**DIRECTIONS FOR THIS TASK:**
Reproduce exactly the lines beginning with the line that contains "Guideline: for each instance of the fish mouth, imagine" and ending at the final line of the material below.
---------- DATA ----------
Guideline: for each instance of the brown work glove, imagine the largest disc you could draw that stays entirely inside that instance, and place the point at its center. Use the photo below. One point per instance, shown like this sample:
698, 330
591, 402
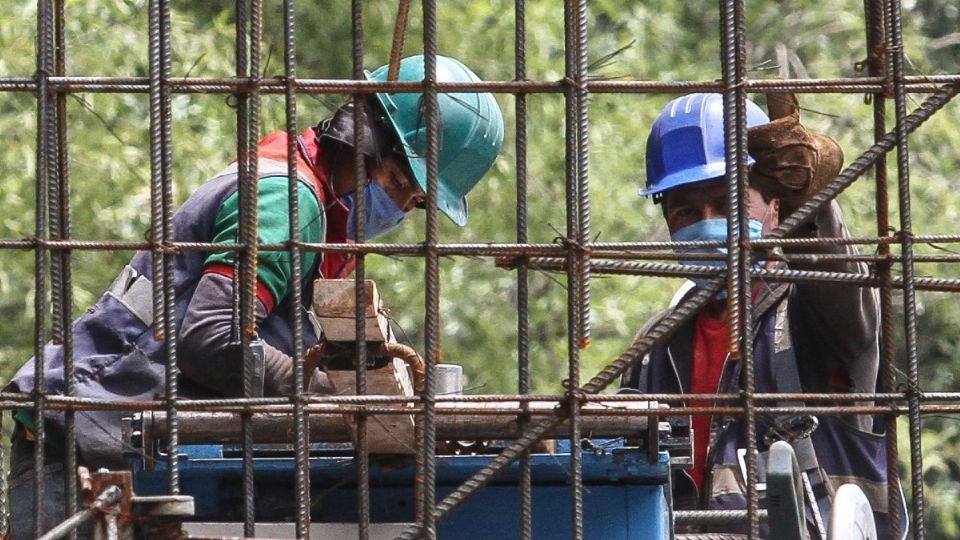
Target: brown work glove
792, 162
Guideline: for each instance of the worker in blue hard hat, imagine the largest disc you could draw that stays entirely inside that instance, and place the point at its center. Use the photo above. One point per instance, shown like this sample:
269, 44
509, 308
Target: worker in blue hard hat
115, 354
809, 336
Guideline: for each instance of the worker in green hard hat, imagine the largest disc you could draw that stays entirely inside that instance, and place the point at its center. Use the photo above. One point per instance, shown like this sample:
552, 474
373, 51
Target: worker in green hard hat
112, 342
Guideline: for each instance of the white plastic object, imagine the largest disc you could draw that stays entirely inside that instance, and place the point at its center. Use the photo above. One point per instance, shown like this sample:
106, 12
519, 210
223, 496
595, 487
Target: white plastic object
851, 517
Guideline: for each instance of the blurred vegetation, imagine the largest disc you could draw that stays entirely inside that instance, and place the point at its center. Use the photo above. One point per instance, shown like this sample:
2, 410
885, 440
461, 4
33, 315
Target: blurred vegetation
667, 40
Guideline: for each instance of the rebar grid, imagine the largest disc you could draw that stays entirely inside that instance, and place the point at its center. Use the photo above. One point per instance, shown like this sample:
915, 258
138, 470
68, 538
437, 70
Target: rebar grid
578, 256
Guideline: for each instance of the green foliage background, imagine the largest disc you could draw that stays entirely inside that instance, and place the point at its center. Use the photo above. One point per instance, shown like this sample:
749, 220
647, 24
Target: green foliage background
665, 40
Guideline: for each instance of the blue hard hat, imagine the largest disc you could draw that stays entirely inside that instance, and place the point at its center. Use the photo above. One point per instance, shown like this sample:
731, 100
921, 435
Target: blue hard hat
685, 144
471, 131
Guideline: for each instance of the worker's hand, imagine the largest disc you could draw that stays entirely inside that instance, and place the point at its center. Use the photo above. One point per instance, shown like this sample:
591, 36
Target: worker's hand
320, 383
792, 162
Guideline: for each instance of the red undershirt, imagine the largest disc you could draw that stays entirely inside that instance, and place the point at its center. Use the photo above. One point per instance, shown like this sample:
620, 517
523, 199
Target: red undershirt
710, 345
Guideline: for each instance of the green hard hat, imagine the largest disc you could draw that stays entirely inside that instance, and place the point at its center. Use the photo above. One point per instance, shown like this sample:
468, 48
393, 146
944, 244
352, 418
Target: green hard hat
471, 131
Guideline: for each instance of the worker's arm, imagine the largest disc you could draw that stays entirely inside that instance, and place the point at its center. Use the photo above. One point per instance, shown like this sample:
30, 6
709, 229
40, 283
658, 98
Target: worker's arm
837, 322
209, 350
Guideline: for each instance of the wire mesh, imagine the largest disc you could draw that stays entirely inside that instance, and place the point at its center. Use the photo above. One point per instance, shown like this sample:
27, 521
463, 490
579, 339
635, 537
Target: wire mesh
578, 255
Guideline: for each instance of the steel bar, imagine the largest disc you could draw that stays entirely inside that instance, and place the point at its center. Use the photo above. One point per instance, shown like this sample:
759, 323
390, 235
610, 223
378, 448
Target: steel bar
426, 430
713, 517
525, 482
906, 263
577, 220
876, 44
200, 85
109, 497
496, 421
739, 307
361, 449
300, 431
46, 171
471, 250
61, 270
22, 401
245, 259
766, 275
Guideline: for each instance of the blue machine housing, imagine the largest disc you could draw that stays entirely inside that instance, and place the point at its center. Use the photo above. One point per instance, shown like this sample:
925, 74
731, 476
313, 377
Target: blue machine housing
624, 495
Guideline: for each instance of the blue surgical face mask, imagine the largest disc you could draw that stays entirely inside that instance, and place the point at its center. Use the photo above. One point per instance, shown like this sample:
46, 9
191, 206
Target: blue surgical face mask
381, 216
711, 230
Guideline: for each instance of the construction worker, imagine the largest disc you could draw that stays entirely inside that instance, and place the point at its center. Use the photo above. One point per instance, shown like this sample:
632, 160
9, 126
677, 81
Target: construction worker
809, 336
116, 356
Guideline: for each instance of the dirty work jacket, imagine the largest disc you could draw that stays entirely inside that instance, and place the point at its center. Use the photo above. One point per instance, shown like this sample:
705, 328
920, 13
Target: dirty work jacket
831, 332
115, 354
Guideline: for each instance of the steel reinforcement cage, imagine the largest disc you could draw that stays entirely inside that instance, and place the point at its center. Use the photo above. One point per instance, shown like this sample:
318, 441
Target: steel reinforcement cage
578, 256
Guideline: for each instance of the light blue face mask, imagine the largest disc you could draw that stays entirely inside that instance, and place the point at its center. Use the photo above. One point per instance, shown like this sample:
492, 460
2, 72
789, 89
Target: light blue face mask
381, 216
711, 230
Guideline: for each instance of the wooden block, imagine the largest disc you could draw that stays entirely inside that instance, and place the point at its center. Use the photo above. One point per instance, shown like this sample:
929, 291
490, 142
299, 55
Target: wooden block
334, 311
386, 433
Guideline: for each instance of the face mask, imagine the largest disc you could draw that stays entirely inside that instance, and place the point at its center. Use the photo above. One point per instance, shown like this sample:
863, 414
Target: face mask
711, 230
382, 214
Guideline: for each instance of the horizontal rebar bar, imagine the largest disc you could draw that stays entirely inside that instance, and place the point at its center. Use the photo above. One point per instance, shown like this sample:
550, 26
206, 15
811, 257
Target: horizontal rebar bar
278, 85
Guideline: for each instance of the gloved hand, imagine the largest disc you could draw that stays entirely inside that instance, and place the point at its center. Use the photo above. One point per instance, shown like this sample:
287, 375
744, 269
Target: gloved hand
792, 162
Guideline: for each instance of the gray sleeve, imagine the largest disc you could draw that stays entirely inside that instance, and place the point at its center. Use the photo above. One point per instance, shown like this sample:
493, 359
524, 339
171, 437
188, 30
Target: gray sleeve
208, 355
837, 323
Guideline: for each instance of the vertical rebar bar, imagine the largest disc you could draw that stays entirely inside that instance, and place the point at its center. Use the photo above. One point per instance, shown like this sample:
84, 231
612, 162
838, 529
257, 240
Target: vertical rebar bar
246, 192
4, 513
914, 393
575, 94
876, 40
247, 44
301, 434
60, 225
583, 170
426, 466
523, 292
45, 173
733, 47
161, 214
361, 450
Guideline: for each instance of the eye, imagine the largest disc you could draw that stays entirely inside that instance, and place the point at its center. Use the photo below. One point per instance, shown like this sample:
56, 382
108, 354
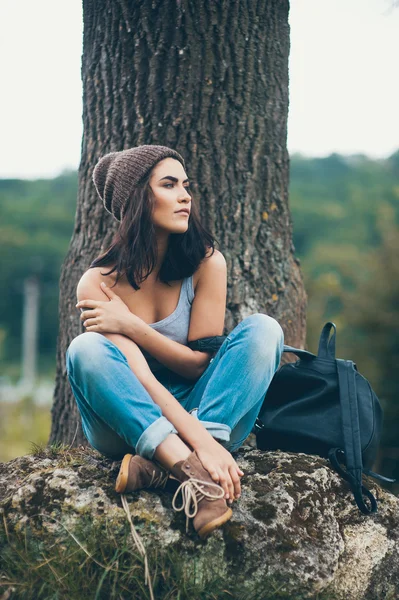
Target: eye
172, 184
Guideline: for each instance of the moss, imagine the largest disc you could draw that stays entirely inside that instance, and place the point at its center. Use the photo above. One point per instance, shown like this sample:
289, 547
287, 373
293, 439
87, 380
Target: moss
265, 513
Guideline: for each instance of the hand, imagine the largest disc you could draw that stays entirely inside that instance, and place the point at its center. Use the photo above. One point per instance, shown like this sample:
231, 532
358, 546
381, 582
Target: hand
106, 316
222, 468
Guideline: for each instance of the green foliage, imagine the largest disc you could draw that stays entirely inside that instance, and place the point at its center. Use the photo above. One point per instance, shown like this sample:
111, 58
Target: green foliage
345, 214
36, 224
22, 424
346, 231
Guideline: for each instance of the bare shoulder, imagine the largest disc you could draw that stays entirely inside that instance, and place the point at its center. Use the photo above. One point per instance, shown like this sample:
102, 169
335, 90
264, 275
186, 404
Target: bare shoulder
213, 261
89, 284
212, 266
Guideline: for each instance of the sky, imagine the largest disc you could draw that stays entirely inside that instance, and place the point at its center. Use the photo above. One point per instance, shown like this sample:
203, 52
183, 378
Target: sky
344, 85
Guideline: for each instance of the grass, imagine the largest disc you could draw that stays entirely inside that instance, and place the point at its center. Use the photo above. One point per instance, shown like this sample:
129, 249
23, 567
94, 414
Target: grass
101, 562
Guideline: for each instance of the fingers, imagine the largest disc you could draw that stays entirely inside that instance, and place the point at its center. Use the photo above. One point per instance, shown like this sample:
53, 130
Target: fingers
87, 314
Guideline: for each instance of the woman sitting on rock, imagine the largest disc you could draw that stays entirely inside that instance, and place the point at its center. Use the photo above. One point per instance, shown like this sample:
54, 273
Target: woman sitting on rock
143, 394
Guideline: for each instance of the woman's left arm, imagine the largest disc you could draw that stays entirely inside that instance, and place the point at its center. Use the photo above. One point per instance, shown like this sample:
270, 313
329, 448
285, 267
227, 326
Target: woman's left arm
207, 319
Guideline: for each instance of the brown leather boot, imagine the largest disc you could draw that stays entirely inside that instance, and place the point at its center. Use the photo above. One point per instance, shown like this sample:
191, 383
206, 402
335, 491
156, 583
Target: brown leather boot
137, 473
209, 508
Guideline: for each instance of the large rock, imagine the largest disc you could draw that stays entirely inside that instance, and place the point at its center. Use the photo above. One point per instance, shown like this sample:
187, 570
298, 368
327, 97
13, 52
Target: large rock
295, 533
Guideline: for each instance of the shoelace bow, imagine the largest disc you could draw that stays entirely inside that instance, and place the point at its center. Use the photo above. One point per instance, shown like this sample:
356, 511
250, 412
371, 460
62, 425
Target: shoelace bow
160, 480
193, 491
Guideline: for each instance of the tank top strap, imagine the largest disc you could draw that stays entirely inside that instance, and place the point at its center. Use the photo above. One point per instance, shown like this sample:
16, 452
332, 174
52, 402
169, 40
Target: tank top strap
188, 282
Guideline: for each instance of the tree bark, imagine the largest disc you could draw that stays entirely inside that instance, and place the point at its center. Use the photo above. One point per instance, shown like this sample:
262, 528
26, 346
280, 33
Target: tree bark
209, 79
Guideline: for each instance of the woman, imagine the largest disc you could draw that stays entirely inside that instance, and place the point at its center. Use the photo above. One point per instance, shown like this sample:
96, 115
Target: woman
171, 412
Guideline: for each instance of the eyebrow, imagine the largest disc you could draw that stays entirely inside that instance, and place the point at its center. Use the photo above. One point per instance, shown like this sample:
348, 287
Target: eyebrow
173, 178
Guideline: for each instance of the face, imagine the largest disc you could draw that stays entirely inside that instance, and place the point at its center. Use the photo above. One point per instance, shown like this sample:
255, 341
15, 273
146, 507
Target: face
170, 186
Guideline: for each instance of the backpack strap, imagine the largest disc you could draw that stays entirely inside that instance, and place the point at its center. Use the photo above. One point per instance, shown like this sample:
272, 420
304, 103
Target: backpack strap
351, 437
303, 354
326, 345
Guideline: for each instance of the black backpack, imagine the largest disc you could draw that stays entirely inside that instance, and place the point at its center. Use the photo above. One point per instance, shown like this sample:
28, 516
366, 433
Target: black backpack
322, 405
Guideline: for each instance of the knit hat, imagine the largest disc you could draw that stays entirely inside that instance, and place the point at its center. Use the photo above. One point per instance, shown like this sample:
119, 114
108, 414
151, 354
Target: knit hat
117, 173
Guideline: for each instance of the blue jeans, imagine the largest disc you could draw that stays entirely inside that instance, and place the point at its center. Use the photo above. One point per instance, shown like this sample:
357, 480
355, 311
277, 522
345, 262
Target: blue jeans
119, 415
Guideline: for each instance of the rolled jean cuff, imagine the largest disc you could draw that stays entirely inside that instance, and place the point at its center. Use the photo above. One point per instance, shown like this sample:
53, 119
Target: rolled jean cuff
154, 435
217, 430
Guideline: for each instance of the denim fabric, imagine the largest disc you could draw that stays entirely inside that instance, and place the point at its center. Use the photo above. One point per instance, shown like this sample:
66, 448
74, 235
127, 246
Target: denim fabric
119, 415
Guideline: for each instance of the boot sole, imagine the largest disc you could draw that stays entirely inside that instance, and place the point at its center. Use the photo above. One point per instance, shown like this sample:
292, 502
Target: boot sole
123, 476
209, 527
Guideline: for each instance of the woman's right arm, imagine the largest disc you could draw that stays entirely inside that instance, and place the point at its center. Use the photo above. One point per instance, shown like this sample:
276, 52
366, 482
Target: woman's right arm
214, 457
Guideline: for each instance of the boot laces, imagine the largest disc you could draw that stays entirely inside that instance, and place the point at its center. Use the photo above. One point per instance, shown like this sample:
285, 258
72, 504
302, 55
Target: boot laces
160, 480
192, 491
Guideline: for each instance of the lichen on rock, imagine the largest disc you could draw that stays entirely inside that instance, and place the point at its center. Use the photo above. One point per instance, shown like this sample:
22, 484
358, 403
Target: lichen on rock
295, 533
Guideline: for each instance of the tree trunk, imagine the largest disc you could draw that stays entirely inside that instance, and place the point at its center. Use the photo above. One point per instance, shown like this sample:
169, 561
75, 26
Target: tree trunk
209, 79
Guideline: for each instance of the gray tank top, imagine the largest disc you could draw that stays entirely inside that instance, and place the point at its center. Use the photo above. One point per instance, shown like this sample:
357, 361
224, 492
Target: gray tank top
176, 325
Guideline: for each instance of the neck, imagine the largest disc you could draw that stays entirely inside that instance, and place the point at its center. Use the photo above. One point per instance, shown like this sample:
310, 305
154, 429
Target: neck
162, 240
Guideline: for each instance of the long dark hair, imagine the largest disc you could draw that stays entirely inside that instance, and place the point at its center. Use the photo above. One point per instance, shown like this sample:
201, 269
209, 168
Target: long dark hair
134, 250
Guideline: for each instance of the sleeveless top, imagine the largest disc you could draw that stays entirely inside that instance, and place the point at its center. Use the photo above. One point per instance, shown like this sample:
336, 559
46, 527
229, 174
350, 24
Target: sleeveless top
176, 325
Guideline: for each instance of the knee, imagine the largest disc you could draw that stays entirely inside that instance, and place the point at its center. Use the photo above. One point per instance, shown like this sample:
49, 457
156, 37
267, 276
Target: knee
265, 333
85, 349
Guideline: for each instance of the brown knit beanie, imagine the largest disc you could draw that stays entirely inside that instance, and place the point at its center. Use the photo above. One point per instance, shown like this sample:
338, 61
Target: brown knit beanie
117, 173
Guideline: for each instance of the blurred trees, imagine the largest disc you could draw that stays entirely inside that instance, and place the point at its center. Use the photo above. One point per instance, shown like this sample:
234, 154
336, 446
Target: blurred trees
346, 232
36, 221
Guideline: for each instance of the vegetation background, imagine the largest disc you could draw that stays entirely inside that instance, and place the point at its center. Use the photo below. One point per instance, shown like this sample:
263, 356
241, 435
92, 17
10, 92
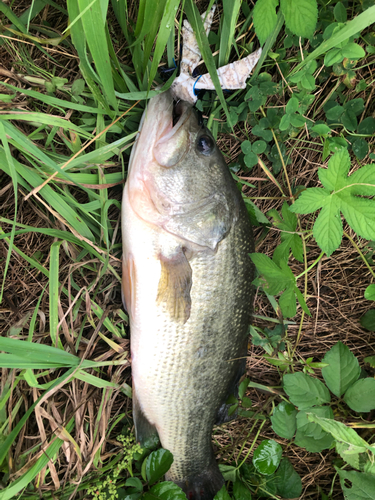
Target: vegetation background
75, 77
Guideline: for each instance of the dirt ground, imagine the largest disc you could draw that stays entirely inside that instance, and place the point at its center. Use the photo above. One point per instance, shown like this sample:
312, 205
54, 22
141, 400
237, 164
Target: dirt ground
336, 302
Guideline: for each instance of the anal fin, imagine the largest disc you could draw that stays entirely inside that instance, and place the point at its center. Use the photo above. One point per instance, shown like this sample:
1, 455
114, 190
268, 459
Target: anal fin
145, 432
175, 285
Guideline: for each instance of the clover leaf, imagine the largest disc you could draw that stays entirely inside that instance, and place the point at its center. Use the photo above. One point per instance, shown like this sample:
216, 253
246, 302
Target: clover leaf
340, 195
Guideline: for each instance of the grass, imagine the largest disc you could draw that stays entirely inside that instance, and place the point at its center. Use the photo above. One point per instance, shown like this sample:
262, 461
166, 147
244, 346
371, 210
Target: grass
72, 94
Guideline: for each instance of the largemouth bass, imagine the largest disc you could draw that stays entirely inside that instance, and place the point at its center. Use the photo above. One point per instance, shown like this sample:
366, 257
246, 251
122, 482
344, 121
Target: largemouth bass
187, 286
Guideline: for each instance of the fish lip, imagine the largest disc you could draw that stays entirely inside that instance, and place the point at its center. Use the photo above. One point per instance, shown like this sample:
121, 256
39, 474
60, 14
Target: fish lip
171, 129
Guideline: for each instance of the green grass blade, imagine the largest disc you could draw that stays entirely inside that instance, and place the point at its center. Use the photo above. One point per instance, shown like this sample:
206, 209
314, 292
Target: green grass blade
197, 24
13, 175
54, 293
268, 45
48, 454
166, 27
93, 23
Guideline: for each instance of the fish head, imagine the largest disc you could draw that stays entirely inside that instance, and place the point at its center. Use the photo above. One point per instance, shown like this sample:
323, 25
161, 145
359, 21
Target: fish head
178, 178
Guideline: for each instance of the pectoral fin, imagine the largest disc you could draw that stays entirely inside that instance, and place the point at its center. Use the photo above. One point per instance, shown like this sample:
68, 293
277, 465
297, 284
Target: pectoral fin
175, 285
146, 433
128, 288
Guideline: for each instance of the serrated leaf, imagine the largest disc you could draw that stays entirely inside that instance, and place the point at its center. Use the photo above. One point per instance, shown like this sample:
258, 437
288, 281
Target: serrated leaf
165, 491
305, 391
360, 148
353, 51
222, 494
309, 200
360, 396
265, 18
368, 320
288, 482
370, 292
259, 147
343, 369
300, 16
328, 229
357, 485
275, 279
157, 464
313, 445
240, 491
287, 303
267, 456
312, 429
321, 129
340, 13
284, 420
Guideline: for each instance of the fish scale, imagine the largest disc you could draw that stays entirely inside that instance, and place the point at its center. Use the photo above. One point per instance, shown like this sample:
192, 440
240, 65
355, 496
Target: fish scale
188, 290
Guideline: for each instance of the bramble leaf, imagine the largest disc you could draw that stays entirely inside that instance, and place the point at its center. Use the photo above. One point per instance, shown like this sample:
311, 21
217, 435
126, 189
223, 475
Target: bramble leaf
360, 396
342, 370
265, 18
357, 485
305, 391
300, 16
288, 482
339, 195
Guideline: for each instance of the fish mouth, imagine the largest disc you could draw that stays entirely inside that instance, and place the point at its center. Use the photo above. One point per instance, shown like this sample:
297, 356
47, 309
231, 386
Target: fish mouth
179, 114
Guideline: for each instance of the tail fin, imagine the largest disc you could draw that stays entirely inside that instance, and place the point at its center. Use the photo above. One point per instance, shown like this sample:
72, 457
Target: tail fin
203, 486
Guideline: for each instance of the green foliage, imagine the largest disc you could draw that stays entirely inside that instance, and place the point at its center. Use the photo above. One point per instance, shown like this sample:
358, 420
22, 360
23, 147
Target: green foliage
275, 278
341, 194
300, 17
----------
**TASK RESULT:**
Guideline: for each instance of the fish mouth, imagine the largest disc you could draw that stays entirely inside that instance, and place the point at its center. Use the photo above. One point per instance, shown like this sample:
297, 356
47, 309
231, 386
Target: fish mouth
179, 114
Guideline: for each instance of the tail fin, imagine the largest disc you could draw that stays entirely inside that instance, and place the point at its center. Use the photo above. One point per instance, shown like this sample:
72, 457
Target: tail fin
203, 486
Guideline: for each instance of the green foliage, imagine the largest disc you could draw that stays entirely inside that instance, and place the point at its center. Use the photo above. One point per instance, shown like this sample:
358, 420
22, 360
23, 147
Target: green foliage
275, 278
341, 194
300, 17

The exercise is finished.